Dataset excerpts on object pointing
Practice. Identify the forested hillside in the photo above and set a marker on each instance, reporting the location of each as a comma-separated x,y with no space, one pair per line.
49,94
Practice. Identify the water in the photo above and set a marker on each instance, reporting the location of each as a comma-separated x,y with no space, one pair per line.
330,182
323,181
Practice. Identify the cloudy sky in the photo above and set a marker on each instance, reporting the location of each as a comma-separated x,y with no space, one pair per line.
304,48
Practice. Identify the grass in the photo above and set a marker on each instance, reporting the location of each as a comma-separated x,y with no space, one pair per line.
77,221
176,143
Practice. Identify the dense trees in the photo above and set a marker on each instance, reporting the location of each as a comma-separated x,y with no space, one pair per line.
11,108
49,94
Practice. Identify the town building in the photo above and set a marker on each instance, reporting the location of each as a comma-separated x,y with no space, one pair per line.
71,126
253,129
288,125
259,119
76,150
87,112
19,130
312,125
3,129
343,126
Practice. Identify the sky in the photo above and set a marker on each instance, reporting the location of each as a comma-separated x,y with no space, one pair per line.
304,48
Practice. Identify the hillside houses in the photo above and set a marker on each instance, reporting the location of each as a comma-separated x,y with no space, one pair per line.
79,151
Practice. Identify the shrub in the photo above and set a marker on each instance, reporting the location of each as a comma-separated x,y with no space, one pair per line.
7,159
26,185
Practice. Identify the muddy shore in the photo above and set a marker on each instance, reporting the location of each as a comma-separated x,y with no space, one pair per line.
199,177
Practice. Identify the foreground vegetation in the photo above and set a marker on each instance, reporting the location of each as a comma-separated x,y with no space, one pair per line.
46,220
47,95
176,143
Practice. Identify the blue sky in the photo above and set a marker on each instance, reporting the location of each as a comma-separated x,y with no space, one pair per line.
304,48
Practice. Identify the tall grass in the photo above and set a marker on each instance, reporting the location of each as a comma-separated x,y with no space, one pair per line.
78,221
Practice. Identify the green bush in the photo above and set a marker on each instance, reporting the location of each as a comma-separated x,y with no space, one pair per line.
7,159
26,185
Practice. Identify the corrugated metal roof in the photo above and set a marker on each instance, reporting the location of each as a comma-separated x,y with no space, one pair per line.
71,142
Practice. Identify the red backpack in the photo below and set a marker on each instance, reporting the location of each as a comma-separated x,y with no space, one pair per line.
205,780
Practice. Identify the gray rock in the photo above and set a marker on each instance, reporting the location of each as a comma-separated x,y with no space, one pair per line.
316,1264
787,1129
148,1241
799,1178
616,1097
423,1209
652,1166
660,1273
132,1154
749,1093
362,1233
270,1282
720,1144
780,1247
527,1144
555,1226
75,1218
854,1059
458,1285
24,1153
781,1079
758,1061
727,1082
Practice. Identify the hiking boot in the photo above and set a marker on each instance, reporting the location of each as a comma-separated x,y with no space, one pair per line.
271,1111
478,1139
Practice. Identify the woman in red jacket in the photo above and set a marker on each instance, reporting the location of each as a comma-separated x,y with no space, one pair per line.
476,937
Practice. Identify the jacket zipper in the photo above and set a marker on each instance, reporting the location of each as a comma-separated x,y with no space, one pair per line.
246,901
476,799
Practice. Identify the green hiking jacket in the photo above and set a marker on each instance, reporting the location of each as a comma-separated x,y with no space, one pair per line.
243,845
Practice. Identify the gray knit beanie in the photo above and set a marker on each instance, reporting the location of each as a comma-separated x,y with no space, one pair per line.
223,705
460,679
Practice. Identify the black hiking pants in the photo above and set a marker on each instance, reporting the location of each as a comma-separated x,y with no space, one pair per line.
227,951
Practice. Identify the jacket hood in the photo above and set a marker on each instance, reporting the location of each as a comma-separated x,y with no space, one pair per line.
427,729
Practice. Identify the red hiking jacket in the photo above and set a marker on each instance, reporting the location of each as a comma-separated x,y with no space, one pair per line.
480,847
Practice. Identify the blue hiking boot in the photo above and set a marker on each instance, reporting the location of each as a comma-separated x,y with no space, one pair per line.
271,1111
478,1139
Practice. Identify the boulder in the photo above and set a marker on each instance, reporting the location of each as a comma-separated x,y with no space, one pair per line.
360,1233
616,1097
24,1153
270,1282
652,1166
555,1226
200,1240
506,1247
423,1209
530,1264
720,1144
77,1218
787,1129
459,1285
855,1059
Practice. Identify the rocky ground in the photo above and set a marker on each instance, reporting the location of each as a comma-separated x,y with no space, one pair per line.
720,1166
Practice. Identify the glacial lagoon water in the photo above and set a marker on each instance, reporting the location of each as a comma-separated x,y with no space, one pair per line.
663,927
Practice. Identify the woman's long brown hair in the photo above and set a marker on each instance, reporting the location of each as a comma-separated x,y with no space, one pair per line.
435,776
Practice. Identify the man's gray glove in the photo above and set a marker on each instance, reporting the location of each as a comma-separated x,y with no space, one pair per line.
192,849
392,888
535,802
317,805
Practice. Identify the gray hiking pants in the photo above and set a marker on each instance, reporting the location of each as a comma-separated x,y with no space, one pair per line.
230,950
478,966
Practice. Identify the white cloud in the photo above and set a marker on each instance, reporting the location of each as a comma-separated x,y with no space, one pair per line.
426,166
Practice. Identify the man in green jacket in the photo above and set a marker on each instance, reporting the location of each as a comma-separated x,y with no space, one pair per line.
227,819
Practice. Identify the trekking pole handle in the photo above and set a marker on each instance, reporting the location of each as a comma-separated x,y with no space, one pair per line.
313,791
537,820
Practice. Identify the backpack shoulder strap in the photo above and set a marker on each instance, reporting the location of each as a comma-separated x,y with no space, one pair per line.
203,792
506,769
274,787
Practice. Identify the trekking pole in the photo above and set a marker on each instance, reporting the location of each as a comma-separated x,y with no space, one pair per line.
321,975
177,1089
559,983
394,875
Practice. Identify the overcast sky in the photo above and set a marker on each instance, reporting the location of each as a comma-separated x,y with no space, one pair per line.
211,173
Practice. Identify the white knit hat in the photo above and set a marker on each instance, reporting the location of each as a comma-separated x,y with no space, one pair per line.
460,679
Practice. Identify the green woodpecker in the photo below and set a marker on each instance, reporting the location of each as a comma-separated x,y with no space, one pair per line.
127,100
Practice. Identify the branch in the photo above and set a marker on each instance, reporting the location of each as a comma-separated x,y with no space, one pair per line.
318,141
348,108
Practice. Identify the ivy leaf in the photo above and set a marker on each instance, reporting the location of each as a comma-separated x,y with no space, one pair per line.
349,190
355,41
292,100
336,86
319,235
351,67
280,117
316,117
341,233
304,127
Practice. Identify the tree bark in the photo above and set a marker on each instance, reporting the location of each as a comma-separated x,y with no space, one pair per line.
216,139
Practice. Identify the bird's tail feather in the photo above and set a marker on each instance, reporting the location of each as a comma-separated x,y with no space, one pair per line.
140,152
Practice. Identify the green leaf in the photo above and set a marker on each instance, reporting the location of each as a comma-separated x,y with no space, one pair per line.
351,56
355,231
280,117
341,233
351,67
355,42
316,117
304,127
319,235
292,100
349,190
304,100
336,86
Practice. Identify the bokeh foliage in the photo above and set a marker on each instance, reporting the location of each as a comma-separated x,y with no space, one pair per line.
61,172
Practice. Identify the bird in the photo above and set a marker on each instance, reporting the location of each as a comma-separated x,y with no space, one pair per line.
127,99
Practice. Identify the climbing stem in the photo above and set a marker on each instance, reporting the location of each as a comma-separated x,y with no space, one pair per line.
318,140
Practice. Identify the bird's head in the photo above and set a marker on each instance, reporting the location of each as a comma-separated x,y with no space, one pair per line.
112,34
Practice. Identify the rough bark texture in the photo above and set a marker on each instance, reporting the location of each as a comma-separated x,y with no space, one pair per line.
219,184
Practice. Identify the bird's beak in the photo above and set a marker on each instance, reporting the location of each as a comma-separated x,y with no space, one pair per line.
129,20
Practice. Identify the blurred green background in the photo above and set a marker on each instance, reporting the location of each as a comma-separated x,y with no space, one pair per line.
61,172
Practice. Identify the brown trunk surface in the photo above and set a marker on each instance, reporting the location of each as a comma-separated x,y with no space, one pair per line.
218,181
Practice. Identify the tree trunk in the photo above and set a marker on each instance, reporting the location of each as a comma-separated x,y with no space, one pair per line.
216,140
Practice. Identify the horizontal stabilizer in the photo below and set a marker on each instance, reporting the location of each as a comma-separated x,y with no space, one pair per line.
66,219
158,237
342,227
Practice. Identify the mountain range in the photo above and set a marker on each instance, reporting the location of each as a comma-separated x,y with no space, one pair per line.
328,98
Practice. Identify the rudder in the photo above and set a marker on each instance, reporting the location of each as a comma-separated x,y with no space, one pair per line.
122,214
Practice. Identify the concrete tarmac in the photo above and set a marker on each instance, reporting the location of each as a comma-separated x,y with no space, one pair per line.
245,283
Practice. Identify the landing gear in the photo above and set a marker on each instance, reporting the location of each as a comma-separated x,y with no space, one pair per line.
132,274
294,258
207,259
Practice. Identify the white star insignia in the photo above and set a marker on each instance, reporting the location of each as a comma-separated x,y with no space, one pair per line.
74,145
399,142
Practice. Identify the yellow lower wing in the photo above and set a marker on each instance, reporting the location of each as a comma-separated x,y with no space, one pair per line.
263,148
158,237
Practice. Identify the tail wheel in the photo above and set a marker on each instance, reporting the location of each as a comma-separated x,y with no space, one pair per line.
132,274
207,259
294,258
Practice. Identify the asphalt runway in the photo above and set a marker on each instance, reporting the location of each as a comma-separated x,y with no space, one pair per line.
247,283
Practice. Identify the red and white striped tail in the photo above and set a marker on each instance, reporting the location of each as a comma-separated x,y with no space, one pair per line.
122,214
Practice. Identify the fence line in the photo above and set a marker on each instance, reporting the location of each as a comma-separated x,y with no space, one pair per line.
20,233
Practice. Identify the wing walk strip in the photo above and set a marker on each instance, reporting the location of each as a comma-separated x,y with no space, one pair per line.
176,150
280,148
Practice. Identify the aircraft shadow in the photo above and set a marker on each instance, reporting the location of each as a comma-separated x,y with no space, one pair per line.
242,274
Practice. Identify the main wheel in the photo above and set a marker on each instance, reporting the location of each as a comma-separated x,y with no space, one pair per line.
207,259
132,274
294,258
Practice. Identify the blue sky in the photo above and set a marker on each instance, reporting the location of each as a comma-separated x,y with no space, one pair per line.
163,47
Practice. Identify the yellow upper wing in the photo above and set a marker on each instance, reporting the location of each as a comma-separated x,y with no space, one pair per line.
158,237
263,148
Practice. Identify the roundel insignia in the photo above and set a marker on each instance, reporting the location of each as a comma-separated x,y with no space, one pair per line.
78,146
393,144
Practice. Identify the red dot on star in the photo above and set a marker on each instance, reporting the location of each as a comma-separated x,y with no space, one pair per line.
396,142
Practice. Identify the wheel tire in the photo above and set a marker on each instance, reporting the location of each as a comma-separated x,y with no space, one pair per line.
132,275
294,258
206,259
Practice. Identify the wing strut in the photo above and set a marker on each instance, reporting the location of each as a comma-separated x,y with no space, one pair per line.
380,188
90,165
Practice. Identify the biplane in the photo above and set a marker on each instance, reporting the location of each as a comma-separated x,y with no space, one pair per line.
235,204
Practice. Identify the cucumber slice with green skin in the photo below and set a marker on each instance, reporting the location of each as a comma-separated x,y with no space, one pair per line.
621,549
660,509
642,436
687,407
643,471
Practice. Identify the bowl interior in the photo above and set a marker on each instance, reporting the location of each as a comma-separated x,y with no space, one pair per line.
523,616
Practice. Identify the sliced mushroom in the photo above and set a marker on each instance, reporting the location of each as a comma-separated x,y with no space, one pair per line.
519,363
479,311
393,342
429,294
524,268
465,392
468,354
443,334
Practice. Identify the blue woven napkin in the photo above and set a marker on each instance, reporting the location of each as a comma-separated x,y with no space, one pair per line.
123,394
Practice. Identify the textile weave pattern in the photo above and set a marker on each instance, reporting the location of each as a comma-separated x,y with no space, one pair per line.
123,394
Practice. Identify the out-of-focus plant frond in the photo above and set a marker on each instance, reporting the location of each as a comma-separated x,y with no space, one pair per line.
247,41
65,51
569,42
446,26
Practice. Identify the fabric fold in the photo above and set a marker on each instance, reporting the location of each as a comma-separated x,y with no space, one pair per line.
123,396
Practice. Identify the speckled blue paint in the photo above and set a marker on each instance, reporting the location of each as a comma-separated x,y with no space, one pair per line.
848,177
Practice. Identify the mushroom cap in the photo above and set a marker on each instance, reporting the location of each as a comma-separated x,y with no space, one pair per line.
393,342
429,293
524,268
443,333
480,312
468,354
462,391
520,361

Problem = Starting with the line that contains "Practice. Identify the wing strut", repeat each line through the last one exactly as it appears. Include both ends and nothing more.

Worked answer =
Practice. Identify the wing strut in the photo above and set a marker on each instance, reporting the location of each as a comma-separated x,y with no space, one pair per line.
380,188
90,165
Practice. Identify the biplane in the photo above and set a marker on each instance, reporting the location of each as a comma-separated x,y with no space, one pair per line.
235,204
Practice. Identify the cucumber slice with green skin in the photo below and set a marker on each instance, reporting the location of each as a comma-separated x,y with no space, one pair per line.
621,549
660,509
642,436
687,407
643,471
Practice. Identify the bowl interior in the photo above and set a marker on each instance, reporting the location of each as a comma-separated x,y with no space, one pair per line.
523,616
Practice. Identify the sliced mushroom in the photo above and set a marker on each instance, reporting the location of each as a comma-separated x,y with no space, one pair per line.
519,363
479,311
393,342
429,294
524,268
465,392
468,354
443,334
Practice. Identify the blue woven napkin in the photo above and set a marker on each instance, reporting the location of each as a comma-separated x,y with no space, one pair per line.
123,394
Practice. Identify the textile weave pattern in the photo above and set a marker on each instance, reporting the location of each as a comma-separated x,y with no space, one pair per line.
123,394
Practice. Identify the out-of-focus plant frond in the photo above and set a marker on each instance, reporting the location of each as a comma-separated x,y with no space, one pair per line.
247,41
65,51
569,42
446,26
Practice. Identify the fabric fold in the photo above and set a marker on each instance, reporting the location of each as a comma-separated x,y with no space, one pair per line.
123,396
Practice. Identify the speckled blue paint in the photo above and set a marker on each instance, reporting the location of each as a comma-separated x,y with no space, one pair per line.
848,177
Practice. Identify the mushroom cap in the photo above and set a marker on each instance, reporting the location of each as a comma-separated x,y with no space, one pair per line.
393,342
429,293
524,268
443,333
480,312
468,354
462,391
520,361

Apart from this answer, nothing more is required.